• **Problem description**
How would the piece below on growing figs in a humid climate go on? Continue it from its final sentence, in the same first-person voice.

• **Selected text**
After getting 1-2 inches of rain, I foolishly picked my figs. Instead.. the smarter thing to do would have to have picked them beforehand. Nonetheless, this is a time where huge insight is gained. Photographed above is 3 categories of figs.
Figs that are of fresh eating quality
Figs that are not of fresh eating quality, but suitable for jam
Figs that are fermenting and must be disposed of
When growing figs in a humid climate, you will soon learn that a large portion of your figs could simply go to waste. In fact only about a 3rd of the figs pictured are of fresh eating quality. If that's your biggest concern, cross your fingers for no rain.
However.. there are some tips and ways to lessen the damage after a rain event like the one I had and usually do 1-3 times almost every fig season.
The first tip is to choose the right genetics. The fig that you see above is called Verdino del Nord. It's by my estimation the best fig I have come across for growing in a humid climate.

• **Data excerpts**
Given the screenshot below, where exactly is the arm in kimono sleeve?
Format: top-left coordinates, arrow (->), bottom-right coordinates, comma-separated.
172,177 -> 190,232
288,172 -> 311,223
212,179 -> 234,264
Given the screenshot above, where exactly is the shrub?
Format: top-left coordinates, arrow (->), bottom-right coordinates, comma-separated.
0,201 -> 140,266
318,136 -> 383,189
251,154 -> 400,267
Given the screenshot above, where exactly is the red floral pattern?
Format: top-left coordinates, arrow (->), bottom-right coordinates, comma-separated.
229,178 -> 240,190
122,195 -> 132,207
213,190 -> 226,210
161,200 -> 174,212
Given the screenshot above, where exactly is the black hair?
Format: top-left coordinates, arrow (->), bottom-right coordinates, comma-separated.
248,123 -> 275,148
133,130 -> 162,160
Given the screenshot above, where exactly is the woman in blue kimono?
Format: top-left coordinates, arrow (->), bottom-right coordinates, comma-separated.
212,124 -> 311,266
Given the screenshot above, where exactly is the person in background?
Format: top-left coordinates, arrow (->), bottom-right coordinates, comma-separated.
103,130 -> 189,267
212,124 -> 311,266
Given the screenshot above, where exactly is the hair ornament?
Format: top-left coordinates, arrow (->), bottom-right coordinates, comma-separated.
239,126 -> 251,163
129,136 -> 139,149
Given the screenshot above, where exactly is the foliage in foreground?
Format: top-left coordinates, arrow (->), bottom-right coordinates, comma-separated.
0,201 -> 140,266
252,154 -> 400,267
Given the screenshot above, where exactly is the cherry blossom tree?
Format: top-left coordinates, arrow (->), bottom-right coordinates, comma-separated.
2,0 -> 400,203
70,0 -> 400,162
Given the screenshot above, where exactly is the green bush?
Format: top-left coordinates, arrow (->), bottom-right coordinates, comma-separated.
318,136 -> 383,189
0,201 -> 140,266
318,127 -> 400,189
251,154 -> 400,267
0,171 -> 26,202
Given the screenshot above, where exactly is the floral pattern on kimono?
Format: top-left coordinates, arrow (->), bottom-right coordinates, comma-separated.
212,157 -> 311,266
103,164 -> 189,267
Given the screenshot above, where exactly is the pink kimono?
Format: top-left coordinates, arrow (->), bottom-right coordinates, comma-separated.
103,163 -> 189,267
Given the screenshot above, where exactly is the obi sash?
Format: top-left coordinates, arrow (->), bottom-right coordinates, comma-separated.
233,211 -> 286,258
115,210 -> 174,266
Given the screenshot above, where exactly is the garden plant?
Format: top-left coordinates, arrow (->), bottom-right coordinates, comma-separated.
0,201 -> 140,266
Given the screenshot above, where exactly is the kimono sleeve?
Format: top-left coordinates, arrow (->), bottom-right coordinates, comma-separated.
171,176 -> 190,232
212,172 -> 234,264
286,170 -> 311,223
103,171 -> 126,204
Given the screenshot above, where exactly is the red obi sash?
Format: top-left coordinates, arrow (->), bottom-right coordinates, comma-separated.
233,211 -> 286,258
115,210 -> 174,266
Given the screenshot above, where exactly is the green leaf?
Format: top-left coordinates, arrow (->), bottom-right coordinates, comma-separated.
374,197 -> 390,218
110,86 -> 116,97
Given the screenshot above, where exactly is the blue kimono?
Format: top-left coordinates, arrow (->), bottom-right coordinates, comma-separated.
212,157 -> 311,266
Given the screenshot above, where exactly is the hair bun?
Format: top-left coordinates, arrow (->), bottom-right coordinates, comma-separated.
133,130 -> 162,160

• **Response area**
You might look instead at all of the varieties in piles 2 & 3. After a big weather event like this, your decisions on culling should be clear. If they're not in pile #1, why keep them? When I could have an entire plate of Verdino del Nord almost completely unaffected by rain.
Some other standouts. Hative d'Argentueil
Moro de Caneva:
Even I258 came in strong and didn't split.
Most of which I attribute to being in ground for 3 seasons now. It's digging itself in. The roots are spreading and large changes in soil moisture like this event are not affecting the tree nearly as much. While in a pot, it would be in the fermentation pile. So there is hope for humid climate fig growers. Even with the less split resistant varieties, but when grown in ground.